### WRITTEN REQUEST 1
In the forum post, what did the writer try using before running into issues with too many conditions?
### WRITTEN REQUEST 2
Repeat the forum post from "This is what" up to and including "in this case).".

### EXTRACT TO READ
▽

I am trying to write a function that has up to 6 potential conditions. The function creates a linear model that could have up to three parameters and is either scaled or not scaled. I tried using nested if else statements, but have run into issues because I have too many conditions (scaled or not X 3ivs possible = 6 potential conditions). How can I simplify my code so it is easier to read?
This is what I tried to write, but it does not currently work.
test<-data.frame(a=sample.int(20,10,replace=T),b=sample.int(20,10,replace=T),c=sample.int(20,10,replace=T),d=sample.int(20,10,replace=T))
lm3iv<-function(dv,iv1,iv2=NA,iv3=NA,df,scale=F){
dn<-dv;in1<-iv1;in2<-iv2;in3<-iv3 #stores the names of variables/elements specified in function
dv<-eval(parse(text=paste0(df,"$",dv))) #Store output of (df,"$",dv) as variable dv; parse=trun string into text; eval=return the values given by an expression that is passed to eval (by parse in this case).
#return(dv)
iv1<-eval(parse(text=paste0(df,"$",iv1)))
if(!is.na(iv2)){iv2<-eval(parse(text=paste0(df,"$",iv2)))}
if(!is.na(iv3)){iv3<-eval(parse(text=paste0(df,"$",iv3)))}
ifelse(scale,
ifelse(!is.na(iv3),
{
x<-lm(scale(dv)~scale(iv1)+scale(iv2)+scale(iv3))
names(x$coefficients)<-c(dn,in1,in2,in3) #set names of coefficients (element of x) from x (object defined in above line); names=pulling specific elements of coefficients
return(summary(x))
},
ifelse(!is.na(iv2),{
x<-lm(scale(dv)~scale(iv1)+scale(iv2))
names(x$coefficients)<-c(dn,in1,in2)
return(summary(x))
},
{
x<-lm(scale(dv)~scale(iv1))

△

### RECORDS SUPPLIED
▽

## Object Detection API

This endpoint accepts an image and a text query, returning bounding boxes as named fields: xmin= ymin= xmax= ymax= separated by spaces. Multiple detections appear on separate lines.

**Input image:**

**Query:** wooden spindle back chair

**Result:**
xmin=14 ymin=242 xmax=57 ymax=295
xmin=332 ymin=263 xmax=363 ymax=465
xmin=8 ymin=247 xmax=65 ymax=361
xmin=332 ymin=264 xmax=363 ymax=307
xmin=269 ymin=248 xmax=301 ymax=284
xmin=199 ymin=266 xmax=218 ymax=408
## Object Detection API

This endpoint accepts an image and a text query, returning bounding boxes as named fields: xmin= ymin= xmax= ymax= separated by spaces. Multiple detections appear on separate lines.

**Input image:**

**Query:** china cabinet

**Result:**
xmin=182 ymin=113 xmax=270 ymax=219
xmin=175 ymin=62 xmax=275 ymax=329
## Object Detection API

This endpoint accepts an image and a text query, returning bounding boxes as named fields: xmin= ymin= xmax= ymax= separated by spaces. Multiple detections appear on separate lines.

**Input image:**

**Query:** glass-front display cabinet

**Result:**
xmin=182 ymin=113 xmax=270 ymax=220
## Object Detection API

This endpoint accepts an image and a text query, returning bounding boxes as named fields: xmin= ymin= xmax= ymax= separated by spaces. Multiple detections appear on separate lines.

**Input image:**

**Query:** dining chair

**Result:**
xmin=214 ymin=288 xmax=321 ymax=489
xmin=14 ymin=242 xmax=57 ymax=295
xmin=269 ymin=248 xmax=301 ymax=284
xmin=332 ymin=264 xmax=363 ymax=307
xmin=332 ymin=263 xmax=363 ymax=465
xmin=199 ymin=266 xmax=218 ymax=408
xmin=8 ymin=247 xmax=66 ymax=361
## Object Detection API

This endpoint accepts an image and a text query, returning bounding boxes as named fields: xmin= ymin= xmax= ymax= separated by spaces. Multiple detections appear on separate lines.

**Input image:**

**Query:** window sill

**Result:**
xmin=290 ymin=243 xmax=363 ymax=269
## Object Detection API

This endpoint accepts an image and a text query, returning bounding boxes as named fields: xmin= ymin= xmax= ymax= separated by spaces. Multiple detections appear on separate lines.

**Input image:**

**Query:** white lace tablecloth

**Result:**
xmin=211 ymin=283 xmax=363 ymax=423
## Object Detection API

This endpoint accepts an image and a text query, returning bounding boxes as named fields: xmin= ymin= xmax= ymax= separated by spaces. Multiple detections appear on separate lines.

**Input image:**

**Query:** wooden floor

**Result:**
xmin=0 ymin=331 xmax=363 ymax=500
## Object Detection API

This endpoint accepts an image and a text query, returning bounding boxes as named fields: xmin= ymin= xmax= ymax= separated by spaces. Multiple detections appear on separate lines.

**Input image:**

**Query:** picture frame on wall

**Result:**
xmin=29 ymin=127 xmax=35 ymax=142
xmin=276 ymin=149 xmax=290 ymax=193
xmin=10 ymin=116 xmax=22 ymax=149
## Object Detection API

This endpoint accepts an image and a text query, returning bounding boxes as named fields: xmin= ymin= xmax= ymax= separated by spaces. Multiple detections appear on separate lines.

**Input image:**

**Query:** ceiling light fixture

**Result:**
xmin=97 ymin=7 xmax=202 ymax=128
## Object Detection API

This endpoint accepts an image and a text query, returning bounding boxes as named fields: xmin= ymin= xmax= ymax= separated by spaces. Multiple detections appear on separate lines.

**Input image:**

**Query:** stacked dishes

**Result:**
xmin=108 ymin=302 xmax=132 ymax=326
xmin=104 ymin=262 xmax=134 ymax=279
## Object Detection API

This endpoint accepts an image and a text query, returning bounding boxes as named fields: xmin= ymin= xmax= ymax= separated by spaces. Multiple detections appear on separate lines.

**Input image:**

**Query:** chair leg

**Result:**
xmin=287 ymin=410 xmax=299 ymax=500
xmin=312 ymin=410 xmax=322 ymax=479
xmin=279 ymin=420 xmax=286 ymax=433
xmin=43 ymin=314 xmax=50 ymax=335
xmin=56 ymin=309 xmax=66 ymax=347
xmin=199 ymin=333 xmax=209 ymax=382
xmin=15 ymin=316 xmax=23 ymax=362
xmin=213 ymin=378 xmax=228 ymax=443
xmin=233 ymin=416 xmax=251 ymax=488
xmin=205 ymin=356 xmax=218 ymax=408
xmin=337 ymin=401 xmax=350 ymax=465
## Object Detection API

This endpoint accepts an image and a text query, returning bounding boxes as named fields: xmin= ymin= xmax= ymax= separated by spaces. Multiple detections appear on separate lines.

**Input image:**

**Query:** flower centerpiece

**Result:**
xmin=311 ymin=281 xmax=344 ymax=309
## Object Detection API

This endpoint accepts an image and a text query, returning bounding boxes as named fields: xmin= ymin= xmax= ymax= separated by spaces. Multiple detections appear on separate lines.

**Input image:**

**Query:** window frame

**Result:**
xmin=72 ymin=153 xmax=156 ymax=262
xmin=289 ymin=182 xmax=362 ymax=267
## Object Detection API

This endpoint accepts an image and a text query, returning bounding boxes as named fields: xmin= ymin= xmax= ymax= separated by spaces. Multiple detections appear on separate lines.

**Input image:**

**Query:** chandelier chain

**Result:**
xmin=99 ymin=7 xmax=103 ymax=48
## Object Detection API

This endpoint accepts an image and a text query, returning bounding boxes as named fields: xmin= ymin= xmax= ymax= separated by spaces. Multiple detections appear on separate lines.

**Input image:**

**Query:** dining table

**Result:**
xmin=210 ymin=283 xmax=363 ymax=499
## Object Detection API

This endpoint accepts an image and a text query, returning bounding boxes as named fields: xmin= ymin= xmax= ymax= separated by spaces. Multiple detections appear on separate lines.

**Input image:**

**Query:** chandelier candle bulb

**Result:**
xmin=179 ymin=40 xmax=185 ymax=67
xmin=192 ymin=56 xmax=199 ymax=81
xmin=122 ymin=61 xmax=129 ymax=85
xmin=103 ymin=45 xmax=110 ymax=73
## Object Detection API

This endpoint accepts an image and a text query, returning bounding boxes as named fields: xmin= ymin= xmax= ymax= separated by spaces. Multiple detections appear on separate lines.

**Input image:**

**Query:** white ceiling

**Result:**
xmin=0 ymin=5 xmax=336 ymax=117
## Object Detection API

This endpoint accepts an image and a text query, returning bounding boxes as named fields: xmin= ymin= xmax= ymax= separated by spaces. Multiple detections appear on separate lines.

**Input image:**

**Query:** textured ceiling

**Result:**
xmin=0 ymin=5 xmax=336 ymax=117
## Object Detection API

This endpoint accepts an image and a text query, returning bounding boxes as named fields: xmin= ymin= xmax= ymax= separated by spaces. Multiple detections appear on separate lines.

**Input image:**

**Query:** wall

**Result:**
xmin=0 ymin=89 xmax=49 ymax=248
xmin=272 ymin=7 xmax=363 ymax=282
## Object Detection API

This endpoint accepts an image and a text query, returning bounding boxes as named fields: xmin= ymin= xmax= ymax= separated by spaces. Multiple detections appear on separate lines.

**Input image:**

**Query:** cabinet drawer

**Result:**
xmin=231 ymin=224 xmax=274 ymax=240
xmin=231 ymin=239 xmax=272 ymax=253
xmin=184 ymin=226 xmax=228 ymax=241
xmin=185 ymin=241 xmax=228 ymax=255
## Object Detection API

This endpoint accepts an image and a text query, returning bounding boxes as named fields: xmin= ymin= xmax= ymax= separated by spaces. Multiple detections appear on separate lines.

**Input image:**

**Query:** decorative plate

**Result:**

△

### TASK OUTPUT 1
Nested if else statements.

### TASK OUTPUT 2
This is what I tried to write, but it does not currently work.
test<-data.frame(a=sample.int(20,10,replace=T),b=sample.int(20,10,replace=T),c=sample.int(20,10,replace=T),d=sample.int(20,10,replace=T))
lm3iv<-function(dv,iv1,iv2=NA,iv3=NA,df,scale=F){
dn<-dv;in1<-iv1;in2<-iv2;in3<-iv3 #stores the names of variables/elements specified in function
dv<-eval(parse(text=paste0(df,"$",dv))) #Store output of (df,"$",dv) as variable dv; parse=trun string into text; eval=return the values given by an expression that is passed to eval (by parse in this case).